▶ **DIRECTIONS FOR THIS TASK**
From the line containing "leafy tree in the photo above." through the last line of the data, return those lines exactly as written and nothing more.

Records from a data collection
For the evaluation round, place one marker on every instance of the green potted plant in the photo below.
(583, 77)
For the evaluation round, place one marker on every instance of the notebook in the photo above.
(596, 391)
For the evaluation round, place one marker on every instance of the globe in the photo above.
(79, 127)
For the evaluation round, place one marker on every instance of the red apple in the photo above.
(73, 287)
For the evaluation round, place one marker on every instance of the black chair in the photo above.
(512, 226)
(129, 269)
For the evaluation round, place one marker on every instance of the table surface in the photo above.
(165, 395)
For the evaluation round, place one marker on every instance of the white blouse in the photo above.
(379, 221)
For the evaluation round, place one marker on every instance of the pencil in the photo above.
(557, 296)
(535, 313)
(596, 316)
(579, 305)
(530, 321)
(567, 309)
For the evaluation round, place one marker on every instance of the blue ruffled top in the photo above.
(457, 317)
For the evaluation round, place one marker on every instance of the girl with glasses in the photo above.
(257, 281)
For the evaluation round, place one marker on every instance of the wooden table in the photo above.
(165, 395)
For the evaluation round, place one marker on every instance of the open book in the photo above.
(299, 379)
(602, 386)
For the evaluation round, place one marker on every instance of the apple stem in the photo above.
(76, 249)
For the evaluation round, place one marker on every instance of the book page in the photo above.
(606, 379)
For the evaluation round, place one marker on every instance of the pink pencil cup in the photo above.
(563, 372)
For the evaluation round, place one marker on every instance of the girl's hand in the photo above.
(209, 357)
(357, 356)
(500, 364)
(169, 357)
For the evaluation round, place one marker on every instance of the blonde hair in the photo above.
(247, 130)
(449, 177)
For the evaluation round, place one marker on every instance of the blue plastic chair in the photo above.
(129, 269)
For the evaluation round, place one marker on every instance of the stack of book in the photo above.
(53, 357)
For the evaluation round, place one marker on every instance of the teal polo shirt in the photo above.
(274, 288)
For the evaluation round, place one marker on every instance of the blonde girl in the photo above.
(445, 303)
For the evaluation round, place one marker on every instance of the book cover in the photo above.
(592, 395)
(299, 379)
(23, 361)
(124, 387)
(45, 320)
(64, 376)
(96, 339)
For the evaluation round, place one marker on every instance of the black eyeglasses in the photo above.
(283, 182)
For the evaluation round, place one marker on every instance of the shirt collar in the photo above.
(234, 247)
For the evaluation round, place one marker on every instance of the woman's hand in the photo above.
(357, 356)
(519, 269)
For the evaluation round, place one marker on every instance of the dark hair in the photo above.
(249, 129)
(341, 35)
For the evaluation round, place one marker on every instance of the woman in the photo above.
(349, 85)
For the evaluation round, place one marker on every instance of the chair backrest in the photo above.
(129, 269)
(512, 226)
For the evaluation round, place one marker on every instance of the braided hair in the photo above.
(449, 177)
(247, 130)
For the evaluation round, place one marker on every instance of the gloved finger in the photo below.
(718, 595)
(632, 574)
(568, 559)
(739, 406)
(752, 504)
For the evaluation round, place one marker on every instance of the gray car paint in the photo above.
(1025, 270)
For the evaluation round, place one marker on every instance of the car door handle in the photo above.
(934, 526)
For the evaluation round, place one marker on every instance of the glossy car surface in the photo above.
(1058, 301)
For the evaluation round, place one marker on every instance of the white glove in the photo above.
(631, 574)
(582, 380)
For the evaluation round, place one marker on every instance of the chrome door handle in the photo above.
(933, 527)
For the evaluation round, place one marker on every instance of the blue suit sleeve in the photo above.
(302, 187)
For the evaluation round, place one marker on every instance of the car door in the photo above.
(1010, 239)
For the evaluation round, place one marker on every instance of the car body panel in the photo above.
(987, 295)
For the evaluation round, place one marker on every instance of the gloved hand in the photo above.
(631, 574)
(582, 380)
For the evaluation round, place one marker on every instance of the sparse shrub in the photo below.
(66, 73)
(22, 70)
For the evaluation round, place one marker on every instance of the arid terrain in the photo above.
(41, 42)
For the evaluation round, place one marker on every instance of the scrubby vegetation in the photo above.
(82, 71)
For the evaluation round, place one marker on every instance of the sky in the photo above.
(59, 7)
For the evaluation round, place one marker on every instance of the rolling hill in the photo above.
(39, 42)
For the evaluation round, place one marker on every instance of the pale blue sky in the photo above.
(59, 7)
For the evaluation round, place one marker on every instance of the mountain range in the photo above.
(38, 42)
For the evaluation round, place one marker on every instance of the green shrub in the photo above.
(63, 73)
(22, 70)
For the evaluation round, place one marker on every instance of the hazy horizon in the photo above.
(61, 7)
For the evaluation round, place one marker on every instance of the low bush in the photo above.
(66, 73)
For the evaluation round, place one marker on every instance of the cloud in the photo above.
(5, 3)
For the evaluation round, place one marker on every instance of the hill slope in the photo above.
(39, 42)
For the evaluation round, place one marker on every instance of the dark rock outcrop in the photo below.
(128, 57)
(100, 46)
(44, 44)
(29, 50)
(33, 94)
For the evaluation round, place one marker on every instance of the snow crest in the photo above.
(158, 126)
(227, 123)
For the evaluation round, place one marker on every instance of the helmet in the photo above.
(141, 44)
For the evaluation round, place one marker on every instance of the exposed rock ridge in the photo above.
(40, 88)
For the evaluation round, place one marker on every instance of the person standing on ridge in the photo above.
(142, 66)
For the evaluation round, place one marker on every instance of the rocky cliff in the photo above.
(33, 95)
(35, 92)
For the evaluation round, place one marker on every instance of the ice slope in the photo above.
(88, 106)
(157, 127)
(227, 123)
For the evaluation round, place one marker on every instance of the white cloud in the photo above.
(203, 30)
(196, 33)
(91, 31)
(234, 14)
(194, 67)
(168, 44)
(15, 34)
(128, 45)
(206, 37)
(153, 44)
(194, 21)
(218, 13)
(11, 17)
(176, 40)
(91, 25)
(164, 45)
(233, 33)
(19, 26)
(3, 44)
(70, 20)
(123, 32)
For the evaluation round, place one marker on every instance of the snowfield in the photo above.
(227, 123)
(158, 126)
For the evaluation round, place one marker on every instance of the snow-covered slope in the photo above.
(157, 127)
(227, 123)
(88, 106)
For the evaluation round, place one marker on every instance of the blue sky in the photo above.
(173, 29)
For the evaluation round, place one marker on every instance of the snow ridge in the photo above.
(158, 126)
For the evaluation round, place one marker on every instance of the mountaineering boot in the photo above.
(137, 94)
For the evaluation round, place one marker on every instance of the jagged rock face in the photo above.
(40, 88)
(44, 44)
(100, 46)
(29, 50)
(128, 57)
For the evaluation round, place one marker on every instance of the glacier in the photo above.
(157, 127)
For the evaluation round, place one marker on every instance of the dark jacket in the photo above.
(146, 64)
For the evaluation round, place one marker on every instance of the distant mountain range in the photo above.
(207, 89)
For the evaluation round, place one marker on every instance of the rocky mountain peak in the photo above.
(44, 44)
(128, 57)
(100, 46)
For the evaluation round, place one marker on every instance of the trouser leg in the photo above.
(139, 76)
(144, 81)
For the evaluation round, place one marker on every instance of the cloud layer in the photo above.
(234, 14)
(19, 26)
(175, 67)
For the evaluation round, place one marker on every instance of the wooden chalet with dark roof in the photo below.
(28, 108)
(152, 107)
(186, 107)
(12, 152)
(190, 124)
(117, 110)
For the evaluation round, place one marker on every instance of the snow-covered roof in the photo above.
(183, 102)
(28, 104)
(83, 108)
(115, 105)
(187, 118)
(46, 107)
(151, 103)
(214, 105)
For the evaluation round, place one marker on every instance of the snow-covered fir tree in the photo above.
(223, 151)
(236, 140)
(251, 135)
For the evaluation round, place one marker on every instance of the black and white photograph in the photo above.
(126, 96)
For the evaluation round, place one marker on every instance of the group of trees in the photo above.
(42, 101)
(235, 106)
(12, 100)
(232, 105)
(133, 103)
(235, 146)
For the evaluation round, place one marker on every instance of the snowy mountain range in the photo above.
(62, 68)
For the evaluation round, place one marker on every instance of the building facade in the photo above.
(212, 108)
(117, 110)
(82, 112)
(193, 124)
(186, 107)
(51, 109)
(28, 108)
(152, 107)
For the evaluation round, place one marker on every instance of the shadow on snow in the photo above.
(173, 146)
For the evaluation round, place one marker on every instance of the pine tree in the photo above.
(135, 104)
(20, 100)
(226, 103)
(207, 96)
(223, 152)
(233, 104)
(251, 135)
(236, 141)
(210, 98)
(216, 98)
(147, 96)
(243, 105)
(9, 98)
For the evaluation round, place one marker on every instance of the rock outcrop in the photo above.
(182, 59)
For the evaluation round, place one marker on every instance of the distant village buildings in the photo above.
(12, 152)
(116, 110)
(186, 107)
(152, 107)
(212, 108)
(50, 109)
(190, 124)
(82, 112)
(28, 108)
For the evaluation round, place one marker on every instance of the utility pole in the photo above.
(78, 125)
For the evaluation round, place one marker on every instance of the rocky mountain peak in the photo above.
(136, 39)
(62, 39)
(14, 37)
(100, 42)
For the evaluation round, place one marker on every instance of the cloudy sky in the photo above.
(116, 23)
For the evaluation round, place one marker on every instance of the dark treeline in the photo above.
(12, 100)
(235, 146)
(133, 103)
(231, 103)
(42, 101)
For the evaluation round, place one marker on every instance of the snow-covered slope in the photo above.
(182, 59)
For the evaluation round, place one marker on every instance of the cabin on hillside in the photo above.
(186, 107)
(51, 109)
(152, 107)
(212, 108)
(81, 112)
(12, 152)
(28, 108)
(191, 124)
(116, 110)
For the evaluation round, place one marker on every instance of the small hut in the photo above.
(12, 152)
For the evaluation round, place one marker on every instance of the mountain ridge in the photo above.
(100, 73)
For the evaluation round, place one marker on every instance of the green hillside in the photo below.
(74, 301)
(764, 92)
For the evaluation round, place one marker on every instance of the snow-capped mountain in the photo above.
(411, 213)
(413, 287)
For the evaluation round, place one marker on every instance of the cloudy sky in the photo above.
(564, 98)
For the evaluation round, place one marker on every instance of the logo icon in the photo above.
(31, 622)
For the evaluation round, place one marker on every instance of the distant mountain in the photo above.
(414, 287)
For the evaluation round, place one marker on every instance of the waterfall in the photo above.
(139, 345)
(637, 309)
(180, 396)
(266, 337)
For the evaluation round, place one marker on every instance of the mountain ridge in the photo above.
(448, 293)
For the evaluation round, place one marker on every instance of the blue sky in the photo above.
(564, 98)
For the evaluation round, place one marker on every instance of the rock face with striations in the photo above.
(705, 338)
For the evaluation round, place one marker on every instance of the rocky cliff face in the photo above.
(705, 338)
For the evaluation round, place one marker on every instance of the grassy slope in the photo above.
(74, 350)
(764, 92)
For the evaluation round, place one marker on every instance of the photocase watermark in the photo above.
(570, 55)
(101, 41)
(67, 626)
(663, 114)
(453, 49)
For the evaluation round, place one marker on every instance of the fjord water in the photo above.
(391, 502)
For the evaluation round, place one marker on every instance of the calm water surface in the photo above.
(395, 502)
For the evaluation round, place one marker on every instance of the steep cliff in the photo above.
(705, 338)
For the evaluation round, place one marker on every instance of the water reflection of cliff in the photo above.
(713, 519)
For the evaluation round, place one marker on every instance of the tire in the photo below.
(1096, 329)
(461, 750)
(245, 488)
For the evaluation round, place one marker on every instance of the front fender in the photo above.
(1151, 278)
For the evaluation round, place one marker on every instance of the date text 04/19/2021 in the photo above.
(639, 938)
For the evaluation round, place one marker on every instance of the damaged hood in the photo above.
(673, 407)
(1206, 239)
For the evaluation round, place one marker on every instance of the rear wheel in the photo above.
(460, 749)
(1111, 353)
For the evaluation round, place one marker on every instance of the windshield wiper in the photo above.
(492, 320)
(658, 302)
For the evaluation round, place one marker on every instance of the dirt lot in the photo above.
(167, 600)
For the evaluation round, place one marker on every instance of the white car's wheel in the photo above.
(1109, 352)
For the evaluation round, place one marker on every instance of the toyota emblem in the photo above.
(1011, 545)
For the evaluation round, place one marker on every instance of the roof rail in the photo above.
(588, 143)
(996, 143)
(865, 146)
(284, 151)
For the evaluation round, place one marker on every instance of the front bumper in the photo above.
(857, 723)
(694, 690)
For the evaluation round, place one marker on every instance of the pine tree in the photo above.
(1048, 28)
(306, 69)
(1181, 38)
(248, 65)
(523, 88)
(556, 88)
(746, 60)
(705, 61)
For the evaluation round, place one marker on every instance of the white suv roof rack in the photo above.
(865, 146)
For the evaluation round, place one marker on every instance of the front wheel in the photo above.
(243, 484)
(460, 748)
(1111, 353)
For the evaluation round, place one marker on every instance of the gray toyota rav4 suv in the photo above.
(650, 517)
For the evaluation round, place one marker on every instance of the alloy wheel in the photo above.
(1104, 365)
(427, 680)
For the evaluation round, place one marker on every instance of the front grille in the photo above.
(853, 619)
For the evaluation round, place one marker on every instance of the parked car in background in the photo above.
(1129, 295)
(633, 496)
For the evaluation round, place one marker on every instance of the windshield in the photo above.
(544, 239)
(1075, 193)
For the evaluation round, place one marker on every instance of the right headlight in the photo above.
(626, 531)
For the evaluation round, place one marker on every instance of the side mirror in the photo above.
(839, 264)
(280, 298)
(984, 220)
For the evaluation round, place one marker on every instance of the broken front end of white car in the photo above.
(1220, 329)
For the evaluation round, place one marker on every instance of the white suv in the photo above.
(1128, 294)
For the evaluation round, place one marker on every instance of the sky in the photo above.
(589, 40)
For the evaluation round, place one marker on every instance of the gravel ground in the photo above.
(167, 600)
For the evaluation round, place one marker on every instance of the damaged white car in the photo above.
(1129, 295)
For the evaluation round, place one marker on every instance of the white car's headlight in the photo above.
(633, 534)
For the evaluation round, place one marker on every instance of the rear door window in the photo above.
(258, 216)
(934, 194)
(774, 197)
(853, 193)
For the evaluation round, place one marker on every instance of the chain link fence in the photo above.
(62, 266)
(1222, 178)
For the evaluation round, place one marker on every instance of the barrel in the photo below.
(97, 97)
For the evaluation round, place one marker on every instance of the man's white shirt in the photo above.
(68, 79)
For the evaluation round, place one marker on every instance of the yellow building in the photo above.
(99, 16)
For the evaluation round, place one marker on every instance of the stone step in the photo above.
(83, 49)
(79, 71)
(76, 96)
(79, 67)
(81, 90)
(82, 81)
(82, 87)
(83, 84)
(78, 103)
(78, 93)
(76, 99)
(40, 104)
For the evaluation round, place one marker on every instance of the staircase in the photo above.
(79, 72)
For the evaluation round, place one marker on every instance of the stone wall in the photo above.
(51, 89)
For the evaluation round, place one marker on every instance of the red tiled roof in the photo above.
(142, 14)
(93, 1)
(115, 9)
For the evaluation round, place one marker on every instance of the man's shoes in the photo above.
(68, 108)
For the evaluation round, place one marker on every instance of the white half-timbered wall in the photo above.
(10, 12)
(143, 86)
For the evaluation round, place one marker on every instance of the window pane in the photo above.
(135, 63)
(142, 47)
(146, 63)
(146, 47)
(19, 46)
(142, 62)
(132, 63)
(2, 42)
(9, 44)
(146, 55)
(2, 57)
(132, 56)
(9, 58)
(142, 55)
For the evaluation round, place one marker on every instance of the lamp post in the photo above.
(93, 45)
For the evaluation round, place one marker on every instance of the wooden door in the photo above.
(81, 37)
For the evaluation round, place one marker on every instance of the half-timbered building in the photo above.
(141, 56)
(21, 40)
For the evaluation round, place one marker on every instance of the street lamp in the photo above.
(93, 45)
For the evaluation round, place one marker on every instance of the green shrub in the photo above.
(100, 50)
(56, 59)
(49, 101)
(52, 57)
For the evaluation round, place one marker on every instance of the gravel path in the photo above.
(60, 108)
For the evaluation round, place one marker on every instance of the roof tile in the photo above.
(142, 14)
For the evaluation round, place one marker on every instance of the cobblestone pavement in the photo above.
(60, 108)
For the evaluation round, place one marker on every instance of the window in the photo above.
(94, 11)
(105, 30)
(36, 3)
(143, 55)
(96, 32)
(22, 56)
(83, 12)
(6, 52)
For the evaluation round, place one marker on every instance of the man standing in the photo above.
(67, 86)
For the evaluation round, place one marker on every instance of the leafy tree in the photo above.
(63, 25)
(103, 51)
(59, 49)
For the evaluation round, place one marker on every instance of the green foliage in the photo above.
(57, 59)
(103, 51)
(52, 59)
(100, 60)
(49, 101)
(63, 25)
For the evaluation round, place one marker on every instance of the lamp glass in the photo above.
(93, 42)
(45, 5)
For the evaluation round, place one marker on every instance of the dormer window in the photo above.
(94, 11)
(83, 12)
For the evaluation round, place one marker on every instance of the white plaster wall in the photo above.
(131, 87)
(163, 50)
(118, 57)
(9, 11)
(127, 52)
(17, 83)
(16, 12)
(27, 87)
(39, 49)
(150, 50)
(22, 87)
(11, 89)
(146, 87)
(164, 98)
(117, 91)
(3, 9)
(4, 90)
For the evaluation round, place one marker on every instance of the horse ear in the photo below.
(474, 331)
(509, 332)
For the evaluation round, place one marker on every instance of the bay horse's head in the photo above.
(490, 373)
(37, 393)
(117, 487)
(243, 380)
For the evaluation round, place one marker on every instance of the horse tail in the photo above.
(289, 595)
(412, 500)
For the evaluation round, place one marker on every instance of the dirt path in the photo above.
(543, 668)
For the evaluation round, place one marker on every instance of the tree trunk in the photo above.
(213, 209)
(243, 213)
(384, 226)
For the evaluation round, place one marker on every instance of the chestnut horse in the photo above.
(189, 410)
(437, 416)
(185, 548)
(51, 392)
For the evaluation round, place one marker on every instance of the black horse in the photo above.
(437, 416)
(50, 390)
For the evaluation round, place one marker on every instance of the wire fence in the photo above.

▶ **SOLVED PROBLEM**
For the evaluation round, place one marker on every instance of the leafy tree in the photo above.
(63, 25)
(103, 51)
(59, 49)
For the evaluation round, place one marker on every instance of the green foliage in the photo above.
(57, 59)
(103, 51)
(52, 59)
(100, 60)
(49, 101)
(63, 25)
For the evaluation round, place one marker on every instance of the lamp glass in the photo above.
(93, 42)
(45, 5)
For the evaluation round, place one marker on every instance of the dormer window in the photo above.
(94, 11)
(83, 12)
For the evaluation round, place one marker on every instance of the white plaster wall in the photo above.
(131, 87)
(163, 50)
(118, 57)
(9, 11)
(127, 52)
(17, 83)
(16, 12)
(27, 87)
(39, 49)
(150, 50)
(22, 87)
(11, 89)
(146, 87)
(164, 98)
(117, 91)
(3, 9)
(4, 90)
For the evaluation round, place one marker on every instance of the horse ear in the photo below.
(474, 331)
(509, 332)
For the evaluation round, place one marker on every instance of the bay horse's head in the photo above.
(490, 373)
(37, 393)
(117, 487)
(243, 380)
For the evaluation round, place one marker on every instance of the horse tail in the photo above.
(289, 595)
(412, 500)
For the evaluation round, place one marker on every instance of the dirt path in the photo above.
(543, 668)
For the evaluation round, place one marker on every instance of the tree trunk in the photo above.
(213, 209)
(243, 213)
(384, 226)
For the evaluation round, place one marker on every instance of the chestnut horse in the photo above.
(189, 410)
(437, 416)
(185, 548)
(51, 392)
For the evaluation round, place one marker on every instance of the black horse in the photo above.
(437, 416)
(50, 390)
For the evaluation round, place one marker on every instance of the wire fence in the photo above.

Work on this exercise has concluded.